→ **BRIEF**
Each line below is to be written out in full, exactly as shown.

— BEGIN RECORD SET —

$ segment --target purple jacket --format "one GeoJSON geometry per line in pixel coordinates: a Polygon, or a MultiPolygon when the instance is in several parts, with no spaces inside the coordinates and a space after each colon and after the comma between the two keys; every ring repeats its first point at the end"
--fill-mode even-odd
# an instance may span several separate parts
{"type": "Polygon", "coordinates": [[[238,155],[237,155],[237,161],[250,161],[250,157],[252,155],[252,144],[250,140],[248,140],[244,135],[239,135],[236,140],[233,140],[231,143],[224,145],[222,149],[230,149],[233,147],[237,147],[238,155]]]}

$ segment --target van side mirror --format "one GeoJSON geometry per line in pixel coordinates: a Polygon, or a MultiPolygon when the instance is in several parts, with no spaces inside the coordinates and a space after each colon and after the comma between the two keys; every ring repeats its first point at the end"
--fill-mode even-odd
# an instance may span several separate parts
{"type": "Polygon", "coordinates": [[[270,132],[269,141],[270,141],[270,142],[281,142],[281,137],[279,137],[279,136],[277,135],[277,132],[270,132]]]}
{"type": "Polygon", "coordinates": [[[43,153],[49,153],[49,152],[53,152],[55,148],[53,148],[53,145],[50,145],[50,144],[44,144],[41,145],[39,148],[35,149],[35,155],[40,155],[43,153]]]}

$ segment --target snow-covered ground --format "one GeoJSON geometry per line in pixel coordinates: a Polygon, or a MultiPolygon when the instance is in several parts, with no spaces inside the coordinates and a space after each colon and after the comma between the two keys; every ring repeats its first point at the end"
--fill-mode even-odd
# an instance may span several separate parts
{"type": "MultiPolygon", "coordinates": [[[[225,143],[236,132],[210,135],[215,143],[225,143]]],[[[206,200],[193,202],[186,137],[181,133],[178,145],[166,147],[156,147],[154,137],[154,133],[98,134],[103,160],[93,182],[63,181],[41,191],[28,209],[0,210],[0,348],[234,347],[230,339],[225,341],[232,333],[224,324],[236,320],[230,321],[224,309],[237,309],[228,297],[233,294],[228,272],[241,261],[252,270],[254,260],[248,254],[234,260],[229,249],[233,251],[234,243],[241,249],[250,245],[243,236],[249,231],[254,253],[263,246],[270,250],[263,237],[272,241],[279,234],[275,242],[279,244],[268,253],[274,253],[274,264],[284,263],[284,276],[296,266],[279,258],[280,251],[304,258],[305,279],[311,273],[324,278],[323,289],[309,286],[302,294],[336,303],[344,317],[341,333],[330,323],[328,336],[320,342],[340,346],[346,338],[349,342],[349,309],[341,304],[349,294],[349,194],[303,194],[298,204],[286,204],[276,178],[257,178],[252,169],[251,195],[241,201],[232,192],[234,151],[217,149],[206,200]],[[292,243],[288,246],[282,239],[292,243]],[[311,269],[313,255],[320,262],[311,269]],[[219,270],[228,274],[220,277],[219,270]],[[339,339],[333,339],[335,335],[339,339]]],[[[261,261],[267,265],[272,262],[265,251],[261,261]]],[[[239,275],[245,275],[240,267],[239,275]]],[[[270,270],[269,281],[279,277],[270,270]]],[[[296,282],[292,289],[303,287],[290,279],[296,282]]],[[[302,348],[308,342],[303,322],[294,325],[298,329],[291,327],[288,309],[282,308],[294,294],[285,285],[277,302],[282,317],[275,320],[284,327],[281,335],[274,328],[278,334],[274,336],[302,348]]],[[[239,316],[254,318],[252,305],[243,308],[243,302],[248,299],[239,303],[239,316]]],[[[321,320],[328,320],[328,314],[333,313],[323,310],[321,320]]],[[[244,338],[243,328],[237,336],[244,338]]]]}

— END RECORD SET —

→ **RESULT OF THE EXERCISE**
$ segment --target purple jacket --format "one GeoJSON geometry per line in pixel coordinates: a Polygon, or a MultiPolygon when the instance is in several parts, with no spaces inside the coordinates and a space after each colon and after the comma between the two keys; every ring repeats its first point at the end"
--fill-mode even-odd
# an instance may span several separate parts
{"type": "Polygon", "coordinates": [[[238,155],[237,155],[237,161],[250,161],[250,157],[252,155],[252,144],[250,140],[248,140],[244,135],[239,135],[236,140],[233,140],[231,143],[224,145],[222,149],[230,149],[233,147],[237,147],[238,155]]]}

$ segment --target van side mirror --format "one GeoJSON geometry per line in pixel coordinates: a Polygon, or a MultiPolygon when the instance is in several parts, with no spaces inside the coordinates and a space after each colon and after the comma between the two keys; every ring repeats its first point at the end"
--fill-mode even-odd
# an instance may span several separate parts
{"type": "Polygon", "coordinates": [[[270,132],[269,141],[270,141],[270,142],[281,142],[281,137],[279,137],[279,136],[277,135],[277,132],[270,132]]]}
{"type": "Polygon", "coordinates": [[[43,153],[49,153],[49,152],[53,152],[55,148],[53,148],[53,145],[50,145],[50,144],[44,144],[41,145],[39,148],[35,149],[35,155],[40,155],[43,153]]]}

$ segment --target snow-covered ground --format "one GeoJSON geometry per line in pixel coordinates: a Polygon, or a MultiPolygon when the instance is in several parts, with no spaces inside the coordinates and a space after each colon and after the comma between the two keys; every ring repeats its first point at the end"
--fill-mode even-odd
# an instance may span several separate parts
{"type": "MultiPolygon", "coordinates": [[[[225,143],[236,132],[210,135],[215,143],[225,143]]],[[[206,200],[193,202],[186,137],[181,133],[178,145],[166,147],[156,147],[154,137],[154,133],[98,134],[103,160],[93,182],[63,181],[41,191],[28,209],[0,210],[0,348],[234,347],[230,339],[225,341],[232,333],[224,324],[236,320],[230,321],[224,309],[237,309],[228,297],[233,294],[228,272],[241,261],[252,270],[254,260],[248,254],[234,260],[229,249],[233,251],[234,243],[241,249],[250,245],[243,236],[249,231],[254,253],[263,246],[270,250],[263,237],[272,241],[279,234],[275,242],[279,244],[268,253],[274,253],[274,264],[284,263],[284,276],[296,266],[279,258],[280,251],[304,258],[305,279],[311,273],[324,278],[323,289],[309,286],[302,294],[336,303],[344,317],[341,333],[330,323],[328,336],[320,342],[340,346],[346,338],[349,342],[349,309],[341,304],[349,294],[349,194],[303,194],[298,204],[286,204],[276,178],[257,178],[252,169],[251,195],[241,201],[232,192],[234,151],[217,149],[206,200]],[[292,243],[288,246],[282,239],[292,243]],[[311,269],[313,255],[320,262],[311,269]],[[219,270],[228,274],[220,277],[219,270]],[[339,339],[333,339],[335,335],[339,339]]],[[[261,261],[267,265],[272,262],[265,251],[261,261]]],[[[239,275],[245,275],[240,267],[239,275]]],[[[270,270],[269,281],[279,277],[270,270]]],[[[296,282],[292,289],[303,287],[290,279],[296,282]]],[[[302,348],[308,342],[303,322],[294,325],[298,329],[291,327],[288,309],[282,308],[294,294],[285,285],[277,302],[282,317],[275,320],[284,327],[281,335],[274,328],[278,334],[274,336],[302,348]]],[[[239,316],[254,318],[252,305],[243,308],[243,302],[248,299],[239,303],[239,316]]],[[[321,320],[328,320],[328,314],[333,313],[323,310],[321,320]]],[[[244,338],[243,328],[237,336],[244,338]]]]}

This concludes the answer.